Roy Eccles RIP

Roy Eccles pictured during his time at Heidelberg in the 1970s
Roy Eccles pictured during his time at Heidelberg in the 1970s

Roy Eccles, who has died aged 93, worked in the printing industry for more than 50 years, covering the whole second half of the 20th Century and into the 21st.

Born in Manchester in 1926, he built up friendships throughout the pre-press and machinery sector as he saw the industry transformed from hot metal letterpress with acid-etched plates, through to computer artwork and digital printers.

As with many people he had a family connection with print – his uncle Albert Lucas was production director at J&C Moores, then a big Liverpool printer that handled the massive weekly gravure run of Littlewoods Pools coupons. The Pools cylinders were made by a local process engraving company, Dellagana & Denby, where Lucas suggested that Eccles apply as a trainee manager after he left national service in the RAF in 1948.

He soon rose to be manager of the Salford branch, which made newspaper letterpress plates as well as gravure cylinders.

He met his future wife Olive Harrison in 1950 through the Manchester Publicity Association, which held social events for youngsters. She worked in the publicity office for Kemsley Newspapers in Manchester, having joined aged 14 in 1942. Their marriage in 1954 lasted more than 65 years until Olive’s death in March this year. Their only son Simon Eccles, the author of this tribute, also went into printing before becoming a journalist and editor in the trade press from the early 1980s. He is still a regular contributor to Printweek.

Roy Eccles left Dellagana & Denby in 1967 to help set up a small company, Transprint, which attempted to sell the idea of modern photo-etched gravure plates and cylinders to the ceramics transfer sector – at the time they were still mostly hand-engraved.

▶ _Provided records_:
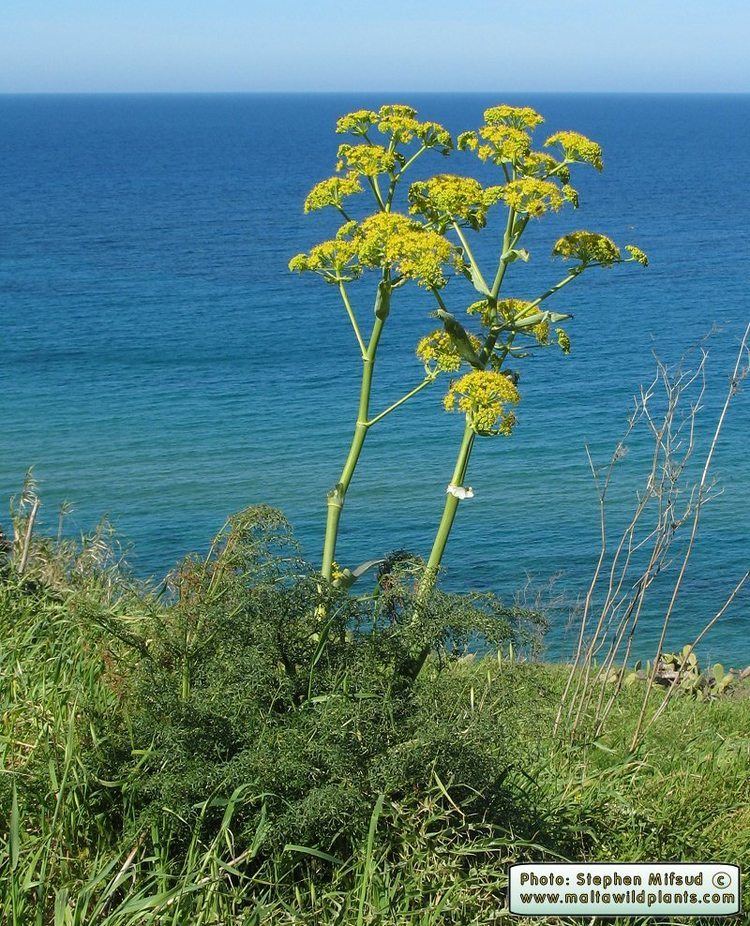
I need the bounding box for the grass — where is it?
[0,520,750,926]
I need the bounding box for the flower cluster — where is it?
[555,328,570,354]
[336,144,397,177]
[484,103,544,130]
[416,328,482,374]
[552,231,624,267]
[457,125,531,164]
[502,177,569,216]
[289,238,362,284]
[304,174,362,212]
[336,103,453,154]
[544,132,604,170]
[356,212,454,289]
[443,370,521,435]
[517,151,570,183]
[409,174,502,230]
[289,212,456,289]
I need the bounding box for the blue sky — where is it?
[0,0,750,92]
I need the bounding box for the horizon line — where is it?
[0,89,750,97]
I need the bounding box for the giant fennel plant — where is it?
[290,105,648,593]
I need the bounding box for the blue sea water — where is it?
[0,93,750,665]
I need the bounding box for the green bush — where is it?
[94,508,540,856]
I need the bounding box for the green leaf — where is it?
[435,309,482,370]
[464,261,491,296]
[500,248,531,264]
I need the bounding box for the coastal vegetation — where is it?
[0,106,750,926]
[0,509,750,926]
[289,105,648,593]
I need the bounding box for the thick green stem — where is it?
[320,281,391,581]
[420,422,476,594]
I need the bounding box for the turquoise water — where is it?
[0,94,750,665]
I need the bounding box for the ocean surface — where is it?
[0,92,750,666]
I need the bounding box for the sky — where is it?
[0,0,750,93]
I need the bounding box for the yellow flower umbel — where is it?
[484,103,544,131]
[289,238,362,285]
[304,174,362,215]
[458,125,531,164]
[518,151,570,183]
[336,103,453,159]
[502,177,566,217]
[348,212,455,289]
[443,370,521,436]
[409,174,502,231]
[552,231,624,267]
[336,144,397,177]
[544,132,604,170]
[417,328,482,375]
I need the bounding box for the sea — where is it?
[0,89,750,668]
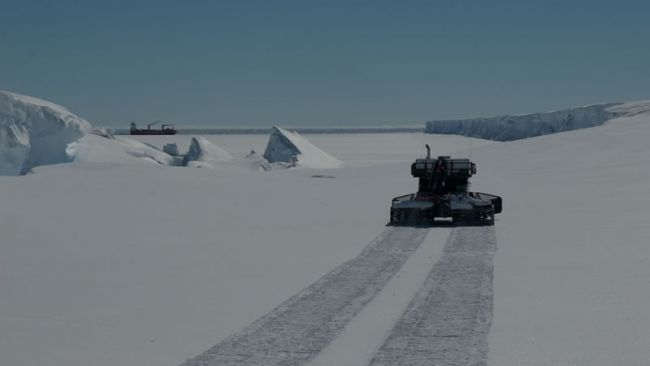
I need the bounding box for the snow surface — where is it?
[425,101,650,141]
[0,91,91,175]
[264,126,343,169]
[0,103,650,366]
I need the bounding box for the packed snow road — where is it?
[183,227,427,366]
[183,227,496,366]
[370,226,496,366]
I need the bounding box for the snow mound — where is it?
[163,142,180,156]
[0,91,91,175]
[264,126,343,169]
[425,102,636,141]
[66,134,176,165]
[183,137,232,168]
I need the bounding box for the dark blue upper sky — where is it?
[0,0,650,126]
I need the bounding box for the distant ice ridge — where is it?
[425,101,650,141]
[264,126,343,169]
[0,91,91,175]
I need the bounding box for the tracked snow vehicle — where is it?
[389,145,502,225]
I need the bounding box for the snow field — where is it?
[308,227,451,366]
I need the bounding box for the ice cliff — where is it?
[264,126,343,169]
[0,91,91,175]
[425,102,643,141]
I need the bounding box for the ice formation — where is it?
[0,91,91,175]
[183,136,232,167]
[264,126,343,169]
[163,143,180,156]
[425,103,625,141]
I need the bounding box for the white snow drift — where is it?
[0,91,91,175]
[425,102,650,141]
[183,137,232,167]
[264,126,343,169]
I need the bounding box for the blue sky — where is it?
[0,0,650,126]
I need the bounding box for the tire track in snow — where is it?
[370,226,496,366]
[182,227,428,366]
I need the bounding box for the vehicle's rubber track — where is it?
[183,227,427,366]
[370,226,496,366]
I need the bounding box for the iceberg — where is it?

▶ _Directions_: Could you rewrite the tribute to Roy Eccles, starting with "Born in Manchester" and going on through "RAF in 1948.", with "Merseyside" in place of "Liverpool"?

▶ _Result of the exercise_:
Born in Manchester in 1926, he built up friendships throughout the pre-press and machinery sector as he saw the industry transformed from hot metal letterpress with acid-etched plates, through to computer artwork and digital printers.

As with many people he had a family connection with print – his uncle Albert Lucas was production director at J&C Moores, then a big Merseyside printer that handled the massive weekly gravure run of Littlewoods Pools coupons. The Pools cylinders were made by a local process engraving company, Dellagana & Denby, where Lucas suggested that Eccles apply as a trainee manager after he left national service in the RAF in 1948.